- What to do:
Please report every line below that contains the word "each", copying those lines in full.

- Input rows:
-=-=-

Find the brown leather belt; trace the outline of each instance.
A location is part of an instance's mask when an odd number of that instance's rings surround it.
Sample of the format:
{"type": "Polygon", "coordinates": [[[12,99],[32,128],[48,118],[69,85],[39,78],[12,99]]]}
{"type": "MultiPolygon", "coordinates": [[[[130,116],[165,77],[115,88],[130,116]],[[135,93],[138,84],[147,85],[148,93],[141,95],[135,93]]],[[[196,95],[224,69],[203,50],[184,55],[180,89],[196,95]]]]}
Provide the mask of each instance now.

-=-=-

- Final result:
Find the brown leather belt; trace the outline of each instance.
Provide the mask of each instance now.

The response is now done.